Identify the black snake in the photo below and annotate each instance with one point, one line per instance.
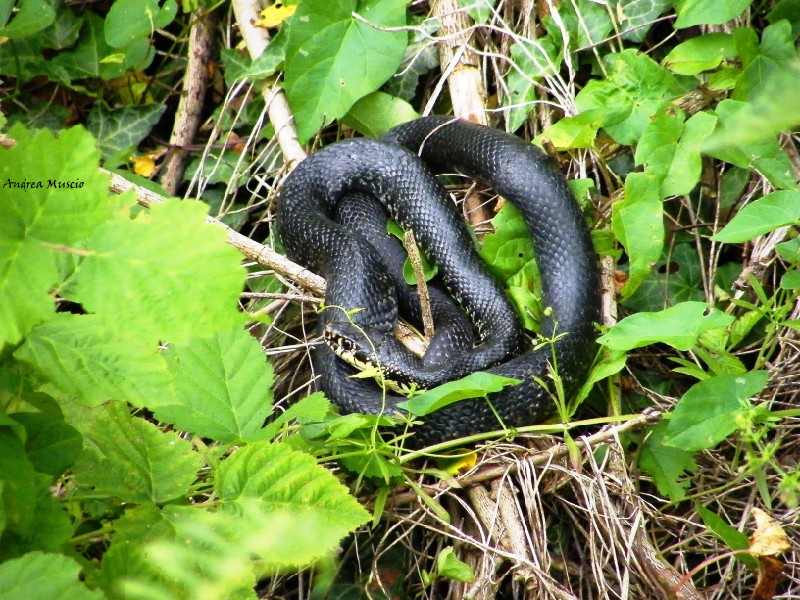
(390, 170)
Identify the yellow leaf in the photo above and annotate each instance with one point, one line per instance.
(274, 15)
(145, 165)
(769, 538)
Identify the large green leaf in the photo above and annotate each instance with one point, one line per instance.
(334, 58)
(82, 356)
(223, 386)
(172, 271)
(130, 459)
(707, 413)
(678, 326)
(40, 221)
(762, 216)
(40, 576)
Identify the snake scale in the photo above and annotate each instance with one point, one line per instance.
(398, 171)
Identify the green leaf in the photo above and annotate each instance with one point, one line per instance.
(475, 385)
(87, 59)
(733, 538)
(119, 130)
(158, 466)
(40, 576)
(39, 222)
(665, 464)
(762, 216)
(638, 223)
(677, 277)
(635, 17)
(223, 386)
(51, 444)
(376, 113)
(707, 412)
(81, 356)
(701, 53)
(333, 59)
(150, 266)
(678, 326)
(288, 481)
(128, 20)
(636, 89)
(574, 132)
(708, 12)
(448, 565)
(531, 60)
(31, 17)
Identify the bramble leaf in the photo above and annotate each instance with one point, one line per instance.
(158, 466)
(223, 386)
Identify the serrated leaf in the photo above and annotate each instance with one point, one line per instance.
(708, 12)
(292, 482)
(766, 214)
(475, 385)
(333, 59)
(223, 386)
(37, 575)
(666, 465)
(707, 412)
(38, 221)
(679, 326)
(172, 271)
(376, 113)
(118, 130)
(158, 466)
(81, 356)
(128, 20)
(51, 444)
(638, 223)
(701, 53)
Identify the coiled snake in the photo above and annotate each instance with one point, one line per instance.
(390, 170)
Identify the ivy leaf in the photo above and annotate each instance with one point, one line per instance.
(665, 464)
(701, 53)
(762, 216)
(707, 412)
(119, 130)
(333, 59)
(678, 326)
(288, 481)
(40, 222)
(638, 223)
(222, 384)
(157, 466)
(150, 265)
(475, 385)
(40, 576)
(708, 12)
(80, 355)
(31, 17)
(376, 113)
(128, 20)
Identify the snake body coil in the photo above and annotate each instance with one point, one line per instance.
(390, 171)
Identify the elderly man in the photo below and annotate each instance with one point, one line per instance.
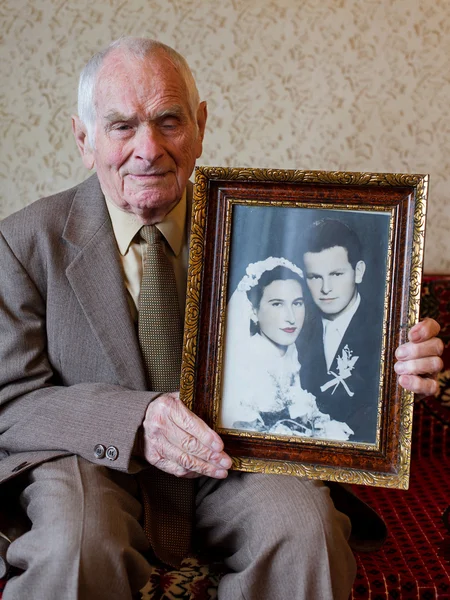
-=-=-
## AIM OF THE TASK
The material above is to be set down exactly, with pictures removed.

## RESPONSE AREA
Identify the black snake in the photo below and annotate each instance with one point, one line per instance.
(390, 170)
Identify the yellow leaf in the photo above and annotate each instance with one point, one line per instance.
(274, 15)
(145, 165)
(769, 538)
Identify the large green leaf in the photo above and annotate each instance with one point, one line per instance.
(334, 58)
(82, 356)
(223, 386)
(172, 271)
(130, 459)
(707, 413)
(678, 326)
(40, 221)
(762, 216)
(40, 576)
Identify the snake scale in the photo above and annotate each instance with one point, one line per instance.
(398, 171)
Identify the green leaf in the photo above and annotate each instance with one point, one line per instance.
(475, 385)
(87, 59)
(733, 538)
(119, 130)
(158, 466)
(40, 576)
(39, 222)
(665, 464)
(762, 216)
(638, 223)
(677, 277)
(635, 17)
(223, 386)
(51, 444)
(376, 113)
(707, 412)
(81, 356)
(701, 53)
(333, 59)
(150, 266)
(678, 326)
(288, 481)
(128, 20)
(636, 89)
(574, 132)
(708, 12)
(448, 565)
(531, 60)
(31, 17)
Identify the bramble leaf in the photo above and annotate each instance with one point, one line per instance.
(158, 466)
(223, 386)
Identify the serrated leaf in the photo above and annotate each instance with one point, one line per instance.
(708, 12)
(292, 482)
(766, 214)
(475, 385)
(333, 59)
(223, 386)
(37, 575)
(666, 465)
(707, 412)
(38, 221)
(679, 326)
(172, 271)
(376, 113)
(118, 130)
(158, 466)
(81, 356)
(128, 20)
(51, 444)
(638, 223)
(701, 53)
Identify the coiled snake in the photo above and annotate each instance with one point, one line per instance.
(390, 170)
Identify the ivy leaf in the photo above and annotate each instance with one point, one line per instance.
(665, 464)
(701, 53)
(762, 216)
(707, 412)
(119, 130)
(333, 59)
(678, 326)
(288, 481)
(40, 222)
(638, 223)
(222, 384)
(157, 466)
(150, 265)
(475, 385)
(40, 576)
(708, 12)
(80, 355)
(31, 17)
(376, 113)
(128, 20)
Identify the snake body coil in the photo above and annotate each instance with one point, one line per instance.
(390, 171)
Identify the elderly man in the photo below and annotate each instance with one point, one line per instance.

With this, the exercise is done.